▸ Dataset content
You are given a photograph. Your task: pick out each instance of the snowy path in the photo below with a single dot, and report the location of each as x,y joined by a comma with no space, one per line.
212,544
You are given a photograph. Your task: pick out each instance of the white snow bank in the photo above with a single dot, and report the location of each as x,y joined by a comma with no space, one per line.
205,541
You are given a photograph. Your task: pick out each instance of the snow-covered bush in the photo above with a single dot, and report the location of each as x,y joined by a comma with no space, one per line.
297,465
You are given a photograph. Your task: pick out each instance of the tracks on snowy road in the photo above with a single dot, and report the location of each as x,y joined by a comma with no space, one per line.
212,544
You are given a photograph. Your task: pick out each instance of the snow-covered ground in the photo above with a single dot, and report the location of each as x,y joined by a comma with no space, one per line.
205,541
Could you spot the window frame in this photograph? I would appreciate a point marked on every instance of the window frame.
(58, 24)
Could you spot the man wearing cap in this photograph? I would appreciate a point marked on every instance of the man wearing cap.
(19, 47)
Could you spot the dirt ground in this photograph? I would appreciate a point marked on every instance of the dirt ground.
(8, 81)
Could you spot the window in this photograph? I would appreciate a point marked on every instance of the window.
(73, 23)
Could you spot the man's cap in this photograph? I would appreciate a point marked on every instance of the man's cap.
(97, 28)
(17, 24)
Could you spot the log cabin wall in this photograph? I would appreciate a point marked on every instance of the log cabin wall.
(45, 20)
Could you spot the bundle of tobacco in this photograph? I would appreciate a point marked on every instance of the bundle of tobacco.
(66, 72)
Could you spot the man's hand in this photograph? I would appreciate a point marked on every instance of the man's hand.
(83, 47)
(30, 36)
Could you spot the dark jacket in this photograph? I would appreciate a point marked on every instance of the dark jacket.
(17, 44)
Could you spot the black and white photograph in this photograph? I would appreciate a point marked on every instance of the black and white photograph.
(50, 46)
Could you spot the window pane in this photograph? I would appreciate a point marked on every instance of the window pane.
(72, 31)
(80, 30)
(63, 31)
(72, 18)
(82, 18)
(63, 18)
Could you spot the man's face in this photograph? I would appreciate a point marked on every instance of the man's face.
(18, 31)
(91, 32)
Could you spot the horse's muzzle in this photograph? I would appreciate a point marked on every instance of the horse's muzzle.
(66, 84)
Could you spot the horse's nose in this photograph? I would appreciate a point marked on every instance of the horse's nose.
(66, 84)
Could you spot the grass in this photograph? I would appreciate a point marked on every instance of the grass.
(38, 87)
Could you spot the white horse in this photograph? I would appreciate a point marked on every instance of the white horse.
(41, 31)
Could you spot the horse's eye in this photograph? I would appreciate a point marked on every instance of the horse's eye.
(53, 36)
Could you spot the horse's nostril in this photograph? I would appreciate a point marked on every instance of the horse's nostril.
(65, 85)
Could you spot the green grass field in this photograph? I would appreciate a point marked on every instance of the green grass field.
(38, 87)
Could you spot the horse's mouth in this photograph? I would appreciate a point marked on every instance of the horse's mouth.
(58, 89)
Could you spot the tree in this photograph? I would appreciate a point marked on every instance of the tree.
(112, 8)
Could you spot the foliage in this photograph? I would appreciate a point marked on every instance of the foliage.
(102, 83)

▸ Exercise task
What do the records say? Quote them all exactly.

▸ Written answer
You are given a photograph. Your task: pick out each instance of the snowy path in the photo below with a single dot, and report the location of each as x,y joined by a comma with no space, one per line.
212,544
You are given a photograph. Your task: pick out each instance of the white snow bank in the photo above with a single dot, and report the location of each as x,y joined by a comma with no space, one per line.
205,541
You are given a photograph. Your task: pick out each instance of the snow-covered bush in the photo above with a single dot, and report the location of each as x,y joined by a comma with no space, one per line.
297,465
You are given a photograph. Your task: pick out each instance of the tracks on snowy road in the photo above with a single dot, and report the location of each as x,y joined by a comma with no space, one per line.
212,544
You are given a photograph. Your task: pick out each instance of the snow-covered ground in the photo above with a single dot, and report the location of each as x,y joined by a comma with no space, one per line.
205,541
Could you spot the window frame in this photograph? I would appreciate a point marked on every instance of the window frame.
(58, 24)
Could you spot the man wearing cap in this photograph? I would appreciate a point marked on every instance of the man wearing cap.
(19, 47)
Could you spot the dirt ground in this photograph? I would appreciate a point marked on every instance of the dirt ground.
(8, 81)
Could you spot the window in this photograph? I would appreciate a point marked on every instance of the window.
(73, 23)
Could you spot the man's cap in this photograph? I would appreciate a point marked on every instance of the man's cap.
(97, 28)
(17, 24)
Could you spot the log cabin wall in this photograph? I would appreciate a point marked on every instance of the log cabin wall.
(45, 20)
Could you spot the bundle of tobacco in this photograph? I would appreciate a point marked on every instance of the bundle of tobacco.
(66, 72)
Could you spot the man's hand in this photograph? I would appreciate a point marked on every instance of the man's hand.
(83, 47)
(30, 36)
Could you spot the dark jacket in this photograph? I would appreciate a point marked on every instance of the dark jacket.
(17, 44)
Could you spot the black and white photograph in this photograph? I would appreciate a point marked on every instance of the black and white photograph.
(50, 46)
Could you spot the window pane in this photograph? I would appreciate a point marked on every instance of the window pane.
(72, 31)
(80, 30)
(63, 31)
(72, 18)
(82, 18)
(63, 18)
Could you spot the man's face in this photograph? I would appreciate a point marked on every instance of the man's face.
(18, 31)
(91, 32)
Could you spot the horse's muzzle in this photograph? I would appreciate a point marked on every instance of the horse's muzzle.
(66, 84)
Could you spot the horse's nose in this photograph? I would appreciate a point marked on every instance of the horse's nose.
(66, 84)
Could you spot the grass in this photograph? I would appreciate a point marked on every instance of the grass.
(38, 87)
Could you spot the white horse in this photograph? I would appreciate a point marked on every instance of the white horse.
(41, 31)
Could you spot the horse's eye in this photograph? I would appreciate a point marked on every instance of the horse's eye.
(53, 36)
Could you spot the horse's nostril in this photograph? I would appreciate a point marked on every instance of the horse's nostril.
(65, 85)
Could you spot the green grass field in this photograph? I would appreciate a point marked on every instance of the green grass field.
(38, 87)
Could you spot the horse's mouth in this photograph? I would appreciate a point marked on every instance of the horse's mouth.
(58, 89)
Could you spot the tree in this photograph? I would appreciate a point marked on every instance of the tree.
(112, 8)
Could you spot the foliage in this photograph? I would appreciate a point marked on every instance of the foliage.
(102, 83)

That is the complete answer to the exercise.